- WHAT YOU HAVE TO DO
Every line containing the word "below" must be pulled from the records.

Dataset entries
========================================================================

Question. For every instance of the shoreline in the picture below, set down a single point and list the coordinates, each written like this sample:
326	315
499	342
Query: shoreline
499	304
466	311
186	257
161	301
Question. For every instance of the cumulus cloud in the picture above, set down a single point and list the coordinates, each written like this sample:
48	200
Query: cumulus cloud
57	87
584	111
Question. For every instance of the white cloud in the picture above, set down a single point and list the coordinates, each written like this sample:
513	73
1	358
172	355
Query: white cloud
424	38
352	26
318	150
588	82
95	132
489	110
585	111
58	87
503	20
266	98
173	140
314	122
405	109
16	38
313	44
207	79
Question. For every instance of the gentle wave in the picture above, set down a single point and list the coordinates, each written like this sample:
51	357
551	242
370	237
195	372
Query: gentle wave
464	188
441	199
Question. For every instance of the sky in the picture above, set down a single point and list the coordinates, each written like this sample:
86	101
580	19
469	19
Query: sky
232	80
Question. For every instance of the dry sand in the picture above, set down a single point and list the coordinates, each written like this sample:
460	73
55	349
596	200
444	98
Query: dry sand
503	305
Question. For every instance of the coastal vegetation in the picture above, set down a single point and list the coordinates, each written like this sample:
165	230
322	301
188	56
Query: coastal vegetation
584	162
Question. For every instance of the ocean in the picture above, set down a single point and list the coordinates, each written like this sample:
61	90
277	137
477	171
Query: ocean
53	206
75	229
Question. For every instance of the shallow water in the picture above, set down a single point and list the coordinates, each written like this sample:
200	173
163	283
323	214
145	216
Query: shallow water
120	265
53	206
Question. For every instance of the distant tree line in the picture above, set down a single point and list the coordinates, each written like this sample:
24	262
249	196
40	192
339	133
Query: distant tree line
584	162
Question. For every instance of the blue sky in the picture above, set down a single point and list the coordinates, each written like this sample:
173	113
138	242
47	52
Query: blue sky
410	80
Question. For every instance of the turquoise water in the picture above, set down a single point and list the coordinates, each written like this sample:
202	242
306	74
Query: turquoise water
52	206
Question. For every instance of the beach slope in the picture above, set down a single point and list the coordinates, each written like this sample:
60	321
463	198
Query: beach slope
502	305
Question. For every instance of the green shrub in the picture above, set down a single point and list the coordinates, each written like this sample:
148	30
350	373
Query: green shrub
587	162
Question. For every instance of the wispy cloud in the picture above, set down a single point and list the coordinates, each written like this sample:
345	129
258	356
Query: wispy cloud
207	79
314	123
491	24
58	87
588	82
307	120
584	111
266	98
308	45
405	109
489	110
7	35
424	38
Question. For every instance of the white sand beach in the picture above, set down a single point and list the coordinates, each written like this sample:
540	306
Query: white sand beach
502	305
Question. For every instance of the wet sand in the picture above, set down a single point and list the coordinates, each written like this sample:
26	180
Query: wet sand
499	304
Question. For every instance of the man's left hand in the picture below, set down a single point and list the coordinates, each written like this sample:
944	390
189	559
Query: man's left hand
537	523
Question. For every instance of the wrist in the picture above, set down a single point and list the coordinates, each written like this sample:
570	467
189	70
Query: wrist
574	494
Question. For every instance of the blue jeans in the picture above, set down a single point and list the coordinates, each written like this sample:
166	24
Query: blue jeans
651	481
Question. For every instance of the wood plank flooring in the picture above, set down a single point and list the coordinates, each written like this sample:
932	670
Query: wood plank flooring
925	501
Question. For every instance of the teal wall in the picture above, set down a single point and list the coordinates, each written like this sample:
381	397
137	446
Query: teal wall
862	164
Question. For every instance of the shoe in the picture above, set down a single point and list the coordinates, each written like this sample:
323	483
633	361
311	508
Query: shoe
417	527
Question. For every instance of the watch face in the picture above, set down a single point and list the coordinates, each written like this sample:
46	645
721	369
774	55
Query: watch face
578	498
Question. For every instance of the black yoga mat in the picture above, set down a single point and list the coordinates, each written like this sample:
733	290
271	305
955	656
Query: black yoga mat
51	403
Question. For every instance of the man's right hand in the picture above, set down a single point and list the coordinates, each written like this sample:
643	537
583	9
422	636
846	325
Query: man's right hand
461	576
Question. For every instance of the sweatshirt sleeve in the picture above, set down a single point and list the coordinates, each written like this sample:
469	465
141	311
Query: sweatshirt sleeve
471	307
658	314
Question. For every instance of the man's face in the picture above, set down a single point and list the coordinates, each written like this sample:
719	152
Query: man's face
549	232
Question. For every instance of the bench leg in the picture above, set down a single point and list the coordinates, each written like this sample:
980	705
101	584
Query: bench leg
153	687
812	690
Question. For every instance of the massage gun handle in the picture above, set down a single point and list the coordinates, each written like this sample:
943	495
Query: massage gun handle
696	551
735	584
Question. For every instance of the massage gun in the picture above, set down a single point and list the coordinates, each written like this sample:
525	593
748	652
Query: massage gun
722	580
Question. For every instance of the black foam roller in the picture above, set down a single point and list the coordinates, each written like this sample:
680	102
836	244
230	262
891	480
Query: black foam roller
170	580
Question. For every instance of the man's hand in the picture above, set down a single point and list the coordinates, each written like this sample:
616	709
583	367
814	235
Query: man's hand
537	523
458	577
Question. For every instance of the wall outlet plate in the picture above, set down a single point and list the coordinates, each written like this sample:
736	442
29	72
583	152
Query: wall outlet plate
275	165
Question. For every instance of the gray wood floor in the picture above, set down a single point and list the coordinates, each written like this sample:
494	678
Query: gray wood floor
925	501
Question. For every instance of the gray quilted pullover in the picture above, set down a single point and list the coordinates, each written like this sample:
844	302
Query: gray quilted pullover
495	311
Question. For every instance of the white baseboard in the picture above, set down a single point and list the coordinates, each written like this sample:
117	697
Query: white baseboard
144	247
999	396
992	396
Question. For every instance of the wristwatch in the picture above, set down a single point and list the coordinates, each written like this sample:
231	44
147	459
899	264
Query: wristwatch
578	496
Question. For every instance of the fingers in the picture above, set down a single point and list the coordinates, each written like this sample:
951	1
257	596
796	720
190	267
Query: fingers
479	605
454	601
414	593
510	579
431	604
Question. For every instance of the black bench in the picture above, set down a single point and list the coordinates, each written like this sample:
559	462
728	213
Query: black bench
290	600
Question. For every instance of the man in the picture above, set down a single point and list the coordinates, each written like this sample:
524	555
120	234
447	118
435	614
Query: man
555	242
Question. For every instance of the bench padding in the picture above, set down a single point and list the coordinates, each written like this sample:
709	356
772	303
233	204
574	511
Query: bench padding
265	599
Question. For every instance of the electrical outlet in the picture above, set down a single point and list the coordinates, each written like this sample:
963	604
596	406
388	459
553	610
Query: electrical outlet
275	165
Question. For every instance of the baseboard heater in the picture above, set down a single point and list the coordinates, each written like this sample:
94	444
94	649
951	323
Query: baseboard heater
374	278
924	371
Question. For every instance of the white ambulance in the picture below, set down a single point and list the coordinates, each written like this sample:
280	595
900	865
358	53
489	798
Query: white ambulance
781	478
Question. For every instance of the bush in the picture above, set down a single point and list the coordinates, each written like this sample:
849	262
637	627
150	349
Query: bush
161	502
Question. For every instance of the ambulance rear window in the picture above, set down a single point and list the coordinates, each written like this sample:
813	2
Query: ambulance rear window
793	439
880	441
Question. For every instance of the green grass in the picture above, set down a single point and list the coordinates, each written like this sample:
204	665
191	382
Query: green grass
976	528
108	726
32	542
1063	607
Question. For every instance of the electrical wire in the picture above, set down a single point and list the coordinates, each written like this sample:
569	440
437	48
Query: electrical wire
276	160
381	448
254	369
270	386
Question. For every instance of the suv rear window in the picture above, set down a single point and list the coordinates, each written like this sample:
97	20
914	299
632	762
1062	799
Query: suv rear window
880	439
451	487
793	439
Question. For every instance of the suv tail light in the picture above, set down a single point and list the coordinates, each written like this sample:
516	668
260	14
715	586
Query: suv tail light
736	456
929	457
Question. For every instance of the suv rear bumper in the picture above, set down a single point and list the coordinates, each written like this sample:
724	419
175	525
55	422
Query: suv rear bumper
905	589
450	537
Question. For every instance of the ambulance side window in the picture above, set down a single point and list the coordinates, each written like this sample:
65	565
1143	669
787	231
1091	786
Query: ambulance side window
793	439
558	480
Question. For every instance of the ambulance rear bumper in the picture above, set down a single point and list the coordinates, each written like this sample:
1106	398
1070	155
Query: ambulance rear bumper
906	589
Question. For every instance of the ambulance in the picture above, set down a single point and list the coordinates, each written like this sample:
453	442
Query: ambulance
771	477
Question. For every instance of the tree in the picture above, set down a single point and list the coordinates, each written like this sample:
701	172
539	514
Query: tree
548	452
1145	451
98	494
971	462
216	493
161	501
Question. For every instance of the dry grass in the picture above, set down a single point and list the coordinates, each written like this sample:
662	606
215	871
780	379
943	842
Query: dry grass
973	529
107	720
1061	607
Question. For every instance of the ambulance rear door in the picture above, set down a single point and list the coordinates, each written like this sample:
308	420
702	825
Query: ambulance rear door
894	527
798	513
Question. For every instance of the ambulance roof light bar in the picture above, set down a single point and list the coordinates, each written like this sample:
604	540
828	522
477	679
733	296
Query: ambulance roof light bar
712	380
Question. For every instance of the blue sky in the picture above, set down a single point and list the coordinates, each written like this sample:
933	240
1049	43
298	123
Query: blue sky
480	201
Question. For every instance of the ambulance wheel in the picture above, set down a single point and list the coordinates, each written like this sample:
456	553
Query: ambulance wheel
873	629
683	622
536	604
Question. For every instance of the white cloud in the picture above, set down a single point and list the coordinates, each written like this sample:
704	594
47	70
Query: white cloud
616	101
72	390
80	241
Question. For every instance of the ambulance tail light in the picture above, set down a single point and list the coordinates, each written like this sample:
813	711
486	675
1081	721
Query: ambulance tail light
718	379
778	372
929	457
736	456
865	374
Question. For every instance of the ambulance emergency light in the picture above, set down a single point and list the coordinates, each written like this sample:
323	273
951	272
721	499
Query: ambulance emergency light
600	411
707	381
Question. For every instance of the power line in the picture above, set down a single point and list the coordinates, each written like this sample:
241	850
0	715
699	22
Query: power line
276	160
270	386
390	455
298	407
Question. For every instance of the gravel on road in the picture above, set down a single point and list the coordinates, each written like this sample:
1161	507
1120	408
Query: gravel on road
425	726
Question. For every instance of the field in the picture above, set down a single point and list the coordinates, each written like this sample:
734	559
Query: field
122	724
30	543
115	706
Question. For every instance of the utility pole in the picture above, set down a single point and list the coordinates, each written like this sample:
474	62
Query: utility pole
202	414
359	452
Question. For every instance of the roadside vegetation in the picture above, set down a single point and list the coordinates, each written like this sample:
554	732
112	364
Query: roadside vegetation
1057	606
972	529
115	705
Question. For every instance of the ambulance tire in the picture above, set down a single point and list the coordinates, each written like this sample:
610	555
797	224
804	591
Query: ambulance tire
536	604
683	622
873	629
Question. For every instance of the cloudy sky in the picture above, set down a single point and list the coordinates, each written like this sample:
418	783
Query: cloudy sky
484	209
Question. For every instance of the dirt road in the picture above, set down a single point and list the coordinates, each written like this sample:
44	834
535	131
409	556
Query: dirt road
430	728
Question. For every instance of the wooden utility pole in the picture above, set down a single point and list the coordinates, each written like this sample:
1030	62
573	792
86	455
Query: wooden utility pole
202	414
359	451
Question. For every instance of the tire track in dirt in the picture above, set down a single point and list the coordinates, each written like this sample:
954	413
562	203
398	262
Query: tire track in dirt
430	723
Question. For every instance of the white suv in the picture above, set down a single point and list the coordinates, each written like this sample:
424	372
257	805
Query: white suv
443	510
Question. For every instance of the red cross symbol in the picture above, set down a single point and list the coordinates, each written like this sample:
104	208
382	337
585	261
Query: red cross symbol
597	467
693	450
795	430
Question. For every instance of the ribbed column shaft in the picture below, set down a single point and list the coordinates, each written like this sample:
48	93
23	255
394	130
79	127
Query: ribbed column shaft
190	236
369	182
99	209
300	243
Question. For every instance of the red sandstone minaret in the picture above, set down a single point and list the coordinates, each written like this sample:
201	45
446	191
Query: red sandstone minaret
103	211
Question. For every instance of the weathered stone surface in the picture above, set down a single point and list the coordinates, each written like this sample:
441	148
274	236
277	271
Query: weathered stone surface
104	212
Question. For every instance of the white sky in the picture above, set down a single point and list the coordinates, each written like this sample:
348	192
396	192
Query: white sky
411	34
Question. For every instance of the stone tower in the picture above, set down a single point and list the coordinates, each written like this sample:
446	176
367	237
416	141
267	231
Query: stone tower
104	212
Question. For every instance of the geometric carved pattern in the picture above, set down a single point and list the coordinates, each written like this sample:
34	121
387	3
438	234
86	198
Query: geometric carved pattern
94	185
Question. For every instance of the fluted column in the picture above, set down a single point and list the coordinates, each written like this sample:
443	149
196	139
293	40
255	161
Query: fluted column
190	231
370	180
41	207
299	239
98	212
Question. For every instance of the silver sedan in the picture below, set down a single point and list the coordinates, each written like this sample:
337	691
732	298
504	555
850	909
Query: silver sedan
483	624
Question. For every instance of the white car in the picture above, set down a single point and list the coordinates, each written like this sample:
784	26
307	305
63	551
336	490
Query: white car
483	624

========================================================================

- REPLY TO THE EXERCISE
Question. For every instance of the shoreline in the picture below, set down a single point and list the coordinates, each written like this sample:
Question. For every instance of the man's left hand in the picture below, set down a single point and list the coordinates, each written like this sample:
Question. For every instance of the white ambulance in the picture below, set down a single point and list the coordinates, each written like this sample:
Question. For every instance of the ribbed column shaft in the picture below, set down a single point and list the coordinates, each written like this sample:
Question. For every instance of the silver sedan in the picture below, set down a single point and list the coordinates, each written like this sample:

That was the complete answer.